__YOUR OBJECTIVE__. Only the lines from the start of the data to the line containing "Each point like <point>122,6</point>.", both included, should be output, exactly and without pictures.

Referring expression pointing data
===============

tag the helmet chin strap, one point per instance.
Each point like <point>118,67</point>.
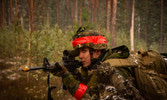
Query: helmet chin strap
<point>95,61</point>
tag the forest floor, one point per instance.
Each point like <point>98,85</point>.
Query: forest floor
<point>18,85</point>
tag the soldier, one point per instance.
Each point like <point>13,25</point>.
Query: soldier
<point>102,75</point>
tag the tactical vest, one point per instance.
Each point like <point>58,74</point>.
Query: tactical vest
<point>151,74</point>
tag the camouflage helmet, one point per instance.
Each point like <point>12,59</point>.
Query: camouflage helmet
<point>89,38</point>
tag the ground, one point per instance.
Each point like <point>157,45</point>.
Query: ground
<point>18,85</point>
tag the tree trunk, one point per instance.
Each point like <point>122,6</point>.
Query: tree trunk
<point>108,14</point>
<point>3,21</point>
<point>76,11</point>
<point>57,11</point>
<point>93,11</point>
<point>132,27</point>
<point>161,28</point>
<point>47,9</point>
<point>80,17</point>
<point>16,10</point>
<point>113,24</point>
<point>11,11</point>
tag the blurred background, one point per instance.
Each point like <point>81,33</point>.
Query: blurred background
<point>33,29</point>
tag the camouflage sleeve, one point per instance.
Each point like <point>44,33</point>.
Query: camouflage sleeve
<point>77,89</point>
<point>116,83</point>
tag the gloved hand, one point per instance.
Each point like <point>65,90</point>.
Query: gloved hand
<point>59,70</point>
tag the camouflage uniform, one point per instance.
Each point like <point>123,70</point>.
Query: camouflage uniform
<point>116,74</point>
<point>105,79</point>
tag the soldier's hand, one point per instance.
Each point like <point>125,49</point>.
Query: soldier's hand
<point>59,70</point>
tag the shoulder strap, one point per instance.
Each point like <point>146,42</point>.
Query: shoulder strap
<point>128,62</point>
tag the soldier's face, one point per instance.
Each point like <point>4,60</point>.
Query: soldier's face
<point>84,56</point>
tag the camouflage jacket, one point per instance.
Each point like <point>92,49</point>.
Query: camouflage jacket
<point>110,80</point>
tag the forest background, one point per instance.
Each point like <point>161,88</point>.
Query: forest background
<point>33,29</point>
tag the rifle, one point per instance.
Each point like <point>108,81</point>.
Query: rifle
<point>68,60</point>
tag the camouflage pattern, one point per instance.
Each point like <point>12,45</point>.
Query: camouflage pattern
<point>151,74</point>
<point>110,81</point>
<point>82,32</point>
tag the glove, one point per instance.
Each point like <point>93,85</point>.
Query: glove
<point>59,70</point>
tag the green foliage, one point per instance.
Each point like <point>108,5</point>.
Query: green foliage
<point>123,38</point>
<point>140,44</point>
<point>50,43</point>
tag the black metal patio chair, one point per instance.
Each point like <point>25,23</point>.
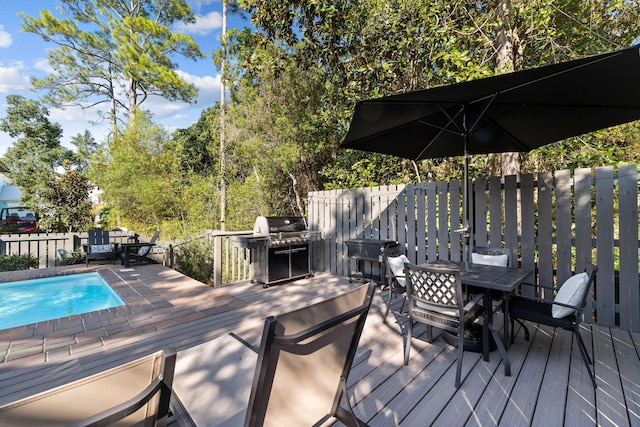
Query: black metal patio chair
<point>99,246</point>
<point>564,311</point>
<point>139,251</point>
<point>435,296</point>
<point>395,281</point>
<point>304,361</point>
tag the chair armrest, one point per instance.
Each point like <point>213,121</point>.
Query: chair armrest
<point>545,301</point>
<point>537,288</point>
<point>476,299</point>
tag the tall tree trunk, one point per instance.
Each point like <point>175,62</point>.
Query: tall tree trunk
<point>504,43</point>
<point>223,157</point>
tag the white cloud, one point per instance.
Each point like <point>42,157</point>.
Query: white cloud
<point>5,38</point>
<point>197,4</point>
<point>12,79</point>
<point>208,87</point>
<point>42,64</point>
<point>204,24</point>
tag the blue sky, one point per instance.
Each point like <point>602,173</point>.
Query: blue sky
<point>24,55</point>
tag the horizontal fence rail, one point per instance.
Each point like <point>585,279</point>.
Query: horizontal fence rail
<point>229,264</point>
<point>554,222</point>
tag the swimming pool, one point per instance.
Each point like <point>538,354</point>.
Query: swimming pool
<point>38,300</point>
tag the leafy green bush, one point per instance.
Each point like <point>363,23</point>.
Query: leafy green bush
<point>18,262</point>
<point>195,259</point>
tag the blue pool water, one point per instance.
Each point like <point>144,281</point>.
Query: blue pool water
<point>30,301</point>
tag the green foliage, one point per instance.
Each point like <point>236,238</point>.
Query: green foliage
<point>299,74</point>
<point>18,262</point>
<point>65,205</point>
<point>103,43</point>
<point>36,152</point>
<point>86,147</point>
<point>195,259</point>
<point>139,174</point>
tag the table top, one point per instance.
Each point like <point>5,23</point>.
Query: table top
<point>493,277</point>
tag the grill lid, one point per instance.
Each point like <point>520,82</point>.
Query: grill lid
<point>266,225</point>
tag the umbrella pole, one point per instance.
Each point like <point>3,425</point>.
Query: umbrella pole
<point>466,253</point>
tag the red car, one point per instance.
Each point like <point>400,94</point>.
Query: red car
<point>18,220</point>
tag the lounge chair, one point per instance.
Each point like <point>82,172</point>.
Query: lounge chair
<point>136,393</point>
<point>299,374</point>
<point>99,246</point>
<point>138,251</point>
<point>304,361</point>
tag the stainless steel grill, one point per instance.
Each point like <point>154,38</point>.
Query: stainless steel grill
<point>280,249</point>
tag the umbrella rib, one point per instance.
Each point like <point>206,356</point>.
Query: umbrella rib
<point>442,128</point>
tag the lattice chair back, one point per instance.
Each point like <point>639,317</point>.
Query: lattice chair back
<point>435,295</point>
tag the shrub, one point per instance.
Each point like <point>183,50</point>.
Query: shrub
<point>18,262</point>
<point>195,259</point>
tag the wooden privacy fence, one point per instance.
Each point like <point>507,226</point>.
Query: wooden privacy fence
<point>553,221</point>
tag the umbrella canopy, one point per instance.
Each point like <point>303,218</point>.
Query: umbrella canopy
<point>511,112</point>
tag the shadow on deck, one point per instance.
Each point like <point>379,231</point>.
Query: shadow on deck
<point>549,384</point>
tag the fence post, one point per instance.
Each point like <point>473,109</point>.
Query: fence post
<point>217,260</point>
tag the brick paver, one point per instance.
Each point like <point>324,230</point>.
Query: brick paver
<point>155,298</point>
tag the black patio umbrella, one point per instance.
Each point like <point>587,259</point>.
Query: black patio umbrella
<point>511,112</point>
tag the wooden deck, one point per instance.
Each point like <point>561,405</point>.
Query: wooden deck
<point>549,384</point>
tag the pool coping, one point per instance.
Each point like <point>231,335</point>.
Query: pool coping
<point>32,301</point>
<point>155,297</point>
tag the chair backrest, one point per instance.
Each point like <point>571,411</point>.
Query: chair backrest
<point>492,256</point>
<point>154,238</point>
<point>98,237</point>
<point>395,268</point>
<point>591,270</point>
<point>62,254</point>
<point>137,393</point>
<point>144,250</point>
<point>304,357</point>
<point>435,294</point>
<point>394,259</point>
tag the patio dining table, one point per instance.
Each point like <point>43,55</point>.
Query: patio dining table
<point>498,283</point>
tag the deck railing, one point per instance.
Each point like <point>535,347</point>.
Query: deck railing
<point>230,264</point>
<point>553,221</point>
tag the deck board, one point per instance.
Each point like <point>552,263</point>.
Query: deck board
<point>549,385</point>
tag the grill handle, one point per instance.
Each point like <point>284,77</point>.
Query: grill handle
<point>289,251</point>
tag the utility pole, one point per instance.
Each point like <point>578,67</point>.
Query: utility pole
<point>223,157</point>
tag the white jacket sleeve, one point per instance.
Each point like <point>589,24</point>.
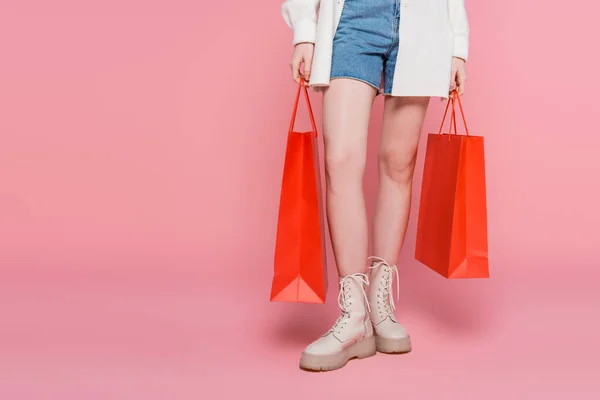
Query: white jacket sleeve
<point>301,16</point>
<point>460,27</point>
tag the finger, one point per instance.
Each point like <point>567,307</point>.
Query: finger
<point>462,82</point>
<point>307,68</point>
<point>295,65</point>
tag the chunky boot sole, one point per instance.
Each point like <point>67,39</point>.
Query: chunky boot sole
<point>393,346</point>
<point>314,362</point>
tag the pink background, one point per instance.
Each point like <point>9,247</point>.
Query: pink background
<point>141,149</point>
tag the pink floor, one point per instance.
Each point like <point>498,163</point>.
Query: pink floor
<point>132,334</point>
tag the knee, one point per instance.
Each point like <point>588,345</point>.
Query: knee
<point>396,165</point>
<point>344,163</point>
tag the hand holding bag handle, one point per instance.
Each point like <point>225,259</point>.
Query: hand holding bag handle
<point>452,101</point>
<point>302,87</point>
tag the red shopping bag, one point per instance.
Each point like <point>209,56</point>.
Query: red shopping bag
<point>300,266</point>
<point>452,225</point>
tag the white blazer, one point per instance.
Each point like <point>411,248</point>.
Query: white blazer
<point>431,33</point>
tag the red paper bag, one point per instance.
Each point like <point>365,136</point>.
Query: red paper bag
<point>300,267</point>
<point>452,226</point>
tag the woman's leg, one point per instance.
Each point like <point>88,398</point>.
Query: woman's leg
<point>402,123</point>
<point>346,109</point>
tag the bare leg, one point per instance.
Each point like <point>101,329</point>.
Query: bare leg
<point>346,109</point>
<point>402,123</point>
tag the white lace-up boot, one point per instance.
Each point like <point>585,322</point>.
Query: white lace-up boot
<point>391,337</point>
<point>352,334</point>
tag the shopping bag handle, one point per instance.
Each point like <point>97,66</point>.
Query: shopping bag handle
<point>452,102</point>
<point>302,86</point>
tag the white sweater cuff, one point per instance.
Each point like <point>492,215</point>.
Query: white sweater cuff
<point>305,32</point>
<point>461,47</point>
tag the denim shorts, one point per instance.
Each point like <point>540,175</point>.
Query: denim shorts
<point>365,45</point>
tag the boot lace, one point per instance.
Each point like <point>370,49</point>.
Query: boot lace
<point>388,282</point>
<point>344,297</point>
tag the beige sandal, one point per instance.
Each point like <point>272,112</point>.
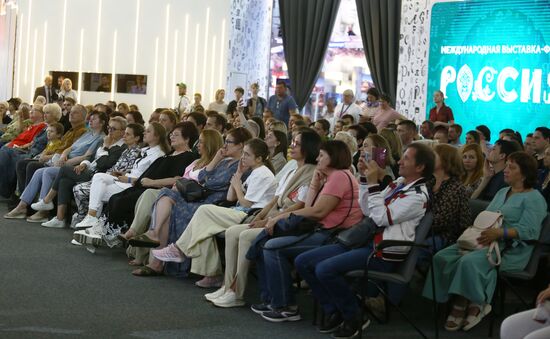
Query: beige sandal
<point>455,323</point>
<point>473,320</point>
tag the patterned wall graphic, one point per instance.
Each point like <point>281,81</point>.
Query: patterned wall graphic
<point>413,58</point>
<point>249,44</point>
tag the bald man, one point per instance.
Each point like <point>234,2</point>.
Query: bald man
<point>46,91</point>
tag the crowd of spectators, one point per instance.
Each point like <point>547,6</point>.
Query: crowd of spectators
<point>259,165</point>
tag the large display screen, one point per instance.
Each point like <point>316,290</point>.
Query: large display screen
<point>491,59</point>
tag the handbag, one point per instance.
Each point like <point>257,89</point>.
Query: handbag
<point>484,221</point>
<point>358,235</point>
<point>294,225</point>
<point>191,190</point>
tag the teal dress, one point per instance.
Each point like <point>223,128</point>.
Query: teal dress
<point>471,275</point>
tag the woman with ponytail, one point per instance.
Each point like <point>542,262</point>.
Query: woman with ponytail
<point>197,241</point>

===============

__COMPLETED EXERCISE__.
tag the helmet chin strap, one point per instance.
Each point like <point>118,67</point>.
Query: helmet chin strap
<point>95,61</point>
tag the forest floor, one point per instance.
Each point like <point>98,85</point>.
Query: forest floor
<point>18,85</point>
tag the soldier, one point per instance.
Each point like <point>13,25</point>.
Query: soldier
<point>102,75</point>
tag the tactical vest, one point per instance.
Each point like <point>58,74</point>.
Query: tactical vest
<point>151,74</point>
tag the camouflage helmet, one point per instance.
Each point like <point>12,59</point>.
Query: camouflage helmet
<point>89,38</point>
tag the ground, one point per instance.
Each point like <point>157,45</point>.
Query: ground
<point>18,85</point>
tag the tree trunk, one point per instance.
Each point like <point>122,6</point>.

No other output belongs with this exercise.